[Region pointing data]
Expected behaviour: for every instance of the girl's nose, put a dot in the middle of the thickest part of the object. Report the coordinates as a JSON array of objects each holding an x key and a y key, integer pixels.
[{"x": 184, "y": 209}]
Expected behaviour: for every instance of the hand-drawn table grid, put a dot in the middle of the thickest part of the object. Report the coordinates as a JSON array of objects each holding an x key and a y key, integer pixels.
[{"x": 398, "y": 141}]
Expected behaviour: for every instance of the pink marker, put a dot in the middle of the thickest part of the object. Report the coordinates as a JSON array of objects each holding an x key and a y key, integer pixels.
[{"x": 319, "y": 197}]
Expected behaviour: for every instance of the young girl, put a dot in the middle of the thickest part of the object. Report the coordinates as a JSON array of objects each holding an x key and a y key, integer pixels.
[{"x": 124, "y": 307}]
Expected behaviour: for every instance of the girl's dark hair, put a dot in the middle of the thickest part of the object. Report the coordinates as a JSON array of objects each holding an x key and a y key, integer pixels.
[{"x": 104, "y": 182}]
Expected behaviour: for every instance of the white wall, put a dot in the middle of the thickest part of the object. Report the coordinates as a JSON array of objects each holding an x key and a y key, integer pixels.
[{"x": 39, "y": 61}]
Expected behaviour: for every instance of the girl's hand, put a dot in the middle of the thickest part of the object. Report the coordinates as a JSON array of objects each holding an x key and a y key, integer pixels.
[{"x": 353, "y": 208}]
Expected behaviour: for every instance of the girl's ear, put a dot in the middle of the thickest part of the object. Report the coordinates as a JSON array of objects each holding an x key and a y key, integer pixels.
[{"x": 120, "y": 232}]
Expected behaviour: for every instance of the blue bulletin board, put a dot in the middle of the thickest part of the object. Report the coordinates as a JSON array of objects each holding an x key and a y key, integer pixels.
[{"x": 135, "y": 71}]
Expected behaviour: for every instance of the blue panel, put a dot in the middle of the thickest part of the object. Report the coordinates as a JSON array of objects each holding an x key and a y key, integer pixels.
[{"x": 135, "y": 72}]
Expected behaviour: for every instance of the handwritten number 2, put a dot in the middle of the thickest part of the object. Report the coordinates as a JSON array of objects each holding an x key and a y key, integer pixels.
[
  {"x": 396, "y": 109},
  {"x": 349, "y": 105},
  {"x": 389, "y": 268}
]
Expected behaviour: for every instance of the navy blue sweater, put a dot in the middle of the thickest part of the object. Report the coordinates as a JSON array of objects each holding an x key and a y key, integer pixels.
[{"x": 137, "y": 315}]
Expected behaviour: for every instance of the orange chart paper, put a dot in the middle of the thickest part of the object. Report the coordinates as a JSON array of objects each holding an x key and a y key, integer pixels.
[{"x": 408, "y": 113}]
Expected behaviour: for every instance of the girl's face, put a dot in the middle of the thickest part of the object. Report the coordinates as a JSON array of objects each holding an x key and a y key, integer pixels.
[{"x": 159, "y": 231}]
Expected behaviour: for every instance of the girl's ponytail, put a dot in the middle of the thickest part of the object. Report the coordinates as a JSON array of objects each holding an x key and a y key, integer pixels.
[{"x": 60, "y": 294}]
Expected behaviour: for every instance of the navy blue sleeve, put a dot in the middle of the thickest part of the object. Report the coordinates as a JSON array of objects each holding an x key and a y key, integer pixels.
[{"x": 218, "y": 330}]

> **DIRECTIONS FOR THIS TASK**
Transcribe all records exactly as written.

> **WRITTEN SOLUTION**
Expected behaviour: for every instance of the girl's nose, put a dot in the middle of the thickest part of the object. Report the coordinates as a JSON array of objects each holding an x key and a y key, integer pixels.
[{"x": 184, "y": 209}]
Expected behaviour: for every instance of the hand-drawn table grid, put a dot in the middle of the thickest part of the object. Report the coordinates as a JSON array of objects each holding an x key and a y key, integer pixels.
[{"x": 398, "y": 141}]
Expected behaviour: for every instance of the pink marker, put a dot in the middle of the thickest part of the object. Report the coordinates as a JSON array of objects each holding an x key and a y key, integer pixels.
[{"x": 319, "y": 197}]
Expected behaviour: for every instance of the young girl, put a dot in the middle of the thickest part of the object. Report the coordinates as a JSON array of objects each holding an x key and a y key, integer pixels.
[{"x": 124, "y": 307}]
Expected behaviour: for every instance of the girl's dark hair, put a dot in the middle of the thickest part of the object. Report the coordinates as a JSON array of objects each holding an x key and a y key, integer pixels.
[{"x": 104, "y": 182}]
Expected behaviour: for every instance of the white wall, put a dot in the middle of the thickest part of the object. Report the coordinates as a JSON array of objects each holding an x key and a y key, integer pixels.
[{"x": 39, "y": 61}]
Expected behaviour: for every instance of the girl's hand, put a dot in the middle of the thickest part of the object. Report the coordinates as a JSON array of objects each holding an x key and a y key, integer pixels.
[{"x": 353, "y": 208}]
Expected behaviour: for every instance of the girl's ear, put a dot in the middle of the thickest part of the object. Report the coordinates as a JSON array of objects each holding an x key and a y key, integer pixels.
[{"x": 120, "y": 232}]
Expected behaviour: for every instance of the blue bulletin board, put a dot in the middle of the thickest part of the object. Report the coordinates as a JSON array of objects each holding an x key and a y key, integer pixels.
[{"x": 135, "y": 71}]
Expected behaviour: for every instance of the blue panel, put a dot in the middle of the thickest part of the object. Report the coordinates as a JSON array of objects each holding an x key and a y key, integer pixels.
[{"x": 135, "y": 72}]
Expected behaviour: for every instance of the handwritten number 2, put a dot in the middle of the thickest part of the object. Report the coordinates as a JSON array of objects each holding an x key and a y key, integer pixels.
[
  {"x": 396, "y": 109},
  {"x": 349, "y": 105},
  {"x": 389, "y": 268}
]
Expected behaviour: for every instance of the navy blue sweater, put a dot in the middle of the thickest part of the object. Report the coordinates as a JSON array of objects each holding an x key and a y key, integer pixels.
[{"x": 137, "y": 315}]
Expected behaviour: for every instance of the orange chart paper, put a dot in the middle of the thickest part of the object. Report the coordinates as a JSON array of objects each holding an x key and a y key, integer pixels.
[{"x": 408, "y": 113}]
Expected behaviour: for every instance of the girl's face, put a dot in the middle of the thickest part of the object. Report the coordinates as a JSON array of objects each holding an x key and a y key, integer pixels.
[{"x": 159, "y": 231}]
Expected behaviour: for every instance of the girl's ponytail, put a dot in the middle of the thickest part of the object. Report the coordinates as a JSON array of objects each holding an x key and a y key, integer pixels.
[{"x": 60, "y": 294}]
Expected behaviour: for every instance of the navy blue sleeve, put a dot in the middle of the thickest part of the object. Report the coordinates as a JSON array of objects each holding an x key and a y key, integer pixels.
[{"x": 218, "y": 330}]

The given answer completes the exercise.